> **SOURCE PASSAGE**

"""

Everywhere teens turn, they hear versions of the same party line. I am reminded of the enormously successful movie Grease, which subtly helped to weaken what was left of traditional morality. It was released in 1978 but set in the 1950s as a fluffy, glitzy, relatively tame musical about teenage love. The film starred John Travolta as Danny Zuko, a big man on campus who made the girls swoon. Olivia Newton-John played a cute little blonde named Sandy who was a newcomer from Australia. Clearly, she didn't know the ropes. She was a "good girl" who usually dressed in white or pale yellow. Every other girl at Rydell High seemed to be having more fun than she was, and in fact, her new friends were concerned about Sandy's embarrassing innocence. They invited her to a sleepover to toughen her up.
Sandy's virginity was the focal point of the party. When one of the girls, Frenchy, offered to pierce Sandy's ears, another girl handed her a "virginity pin" to penetrate the lobe. Get it? The blood was symbolic of the loss of virtue. The girls introduced Sandy to wine and smoking, which sent her scurrying into the bathroom to throw up. While she was inside, the brashest member of the clique, Rizzo, said, "Little goody two shoes makes me wanna barf." Then she put on a blonde wig and began to sing, mockingly:
Look at me, I'm Sandra Dee, lousy with virginity.
Won't go to bed till I'm legally wed,
I can't, I'm Sandra Dee.
The lyrics went on to lampoon Sandy's good-girl image. The relationship between Sandy and Danny continued to go sour in the days that followed. He took her to a drive-in movie and gave her his school ring. "That means so much to me," she said. "It means you respect me." Then Zuko made his move. He tried to touch Sandy's breast and then pinned her down on the front seat of his car. Sandy screamed and struggled free, then stumbled from the car. The incident frustrated Zuko and caused a rift between them, after which they drifted apart. Sandy was very confused by what was happening.
Then a drag race was staged at the Los Angeles River, pitting Zuko against his rival. Sandy is seen sitting in the distance and thinking about what had gone wrong in their relationship. Suddenly, it hit her. She realized she was altogether "too good." That led her to sing Rizzo's sleepover song sadly,
Wholesome and pure, oh so scared and unsure,
A poor man's Sandra Dee.
The last words of the song are, "Good-bye to Sandra Dee."19 Remember that Sandy was said to be "lousy with virginity." That was the big problem.

"""

> **INFORMATION**
"""

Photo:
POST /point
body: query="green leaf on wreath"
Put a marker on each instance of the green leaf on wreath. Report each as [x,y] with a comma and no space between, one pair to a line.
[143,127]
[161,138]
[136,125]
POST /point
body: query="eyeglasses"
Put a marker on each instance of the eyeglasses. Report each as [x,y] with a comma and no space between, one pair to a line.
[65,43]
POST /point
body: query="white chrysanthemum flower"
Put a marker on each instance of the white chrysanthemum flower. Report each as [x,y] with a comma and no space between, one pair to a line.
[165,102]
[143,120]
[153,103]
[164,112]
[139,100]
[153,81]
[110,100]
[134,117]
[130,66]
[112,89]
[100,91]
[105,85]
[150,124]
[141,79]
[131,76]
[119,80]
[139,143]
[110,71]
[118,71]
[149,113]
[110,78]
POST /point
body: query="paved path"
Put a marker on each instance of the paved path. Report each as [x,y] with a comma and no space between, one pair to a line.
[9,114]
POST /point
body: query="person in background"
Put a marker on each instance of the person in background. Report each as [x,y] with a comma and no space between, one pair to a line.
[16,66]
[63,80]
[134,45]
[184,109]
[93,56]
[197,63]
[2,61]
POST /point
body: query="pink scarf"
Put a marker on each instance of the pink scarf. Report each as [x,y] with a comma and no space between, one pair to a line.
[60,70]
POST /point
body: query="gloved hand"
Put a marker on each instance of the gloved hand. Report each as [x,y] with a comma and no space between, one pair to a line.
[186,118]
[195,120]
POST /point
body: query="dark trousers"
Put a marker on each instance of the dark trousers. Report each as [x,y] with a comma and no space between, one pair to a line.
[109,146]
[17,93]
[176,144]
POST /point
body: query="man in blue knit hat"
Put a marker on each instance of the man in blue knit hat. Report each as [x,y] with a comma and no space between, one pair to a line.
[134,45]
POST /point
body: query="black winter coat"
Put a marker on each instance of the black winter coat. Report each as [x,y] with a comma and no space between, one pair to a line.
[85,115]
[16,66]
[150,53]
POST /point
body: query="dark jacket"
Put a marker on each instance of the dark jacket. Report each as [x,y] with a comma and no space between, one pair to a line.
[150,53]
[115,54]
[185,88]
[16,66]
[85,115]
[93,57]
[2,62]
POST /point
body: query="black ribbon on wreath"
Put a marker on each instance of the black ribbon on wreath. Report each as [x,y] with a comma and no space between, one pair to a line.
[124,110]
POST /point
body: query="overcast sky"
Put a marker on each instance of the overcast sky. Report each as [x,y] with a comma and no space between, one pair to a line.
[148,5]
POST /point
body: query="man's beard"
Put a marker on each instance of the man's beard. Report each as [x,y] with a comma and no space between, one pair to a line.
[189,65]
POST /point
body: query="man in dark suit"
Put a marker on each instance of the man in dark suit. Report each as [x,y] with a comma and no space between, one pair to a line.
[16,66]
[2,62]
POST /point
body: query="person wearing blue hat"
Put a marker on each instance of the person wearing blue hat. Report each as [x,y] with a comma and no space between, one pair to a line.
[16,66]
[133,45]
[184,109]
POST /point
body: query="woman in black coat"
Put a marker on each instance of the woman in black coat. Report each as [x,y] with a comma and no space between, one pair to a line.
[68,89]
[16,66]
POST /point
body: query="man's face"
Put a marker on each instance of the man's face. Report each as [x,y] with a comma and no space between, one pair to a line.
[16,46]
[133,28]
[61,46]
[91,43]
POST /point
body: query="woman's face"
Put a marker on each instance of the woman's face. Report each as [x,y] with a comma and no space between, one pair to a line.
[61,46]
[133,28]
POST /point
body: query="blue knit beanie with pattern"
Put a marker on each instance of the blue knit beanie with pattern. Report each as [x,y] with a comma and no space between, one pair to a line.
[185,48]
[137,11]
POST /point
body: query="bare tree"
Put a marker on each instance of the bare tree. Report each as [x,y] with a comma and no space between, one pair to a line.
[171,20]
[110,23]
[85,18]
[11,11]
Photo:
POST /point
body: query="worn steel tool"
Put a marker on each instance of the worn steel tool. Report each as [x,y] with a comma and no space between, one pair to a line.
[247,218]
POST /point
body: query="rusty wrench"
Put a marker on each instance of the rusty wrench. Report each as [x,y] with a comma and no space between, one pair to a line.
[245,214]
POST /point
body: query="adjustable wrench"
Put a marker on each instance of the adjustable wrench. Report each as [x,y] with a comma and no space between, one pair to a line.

"""

> **WORK ORDER**
In the passage about the movie Grease, what did Danny Zuko give Sandy at the drive-in movie? The records have nothing to do with the passage about the movie Grease.

> **WRITTEN SOLUTION**
His school ring.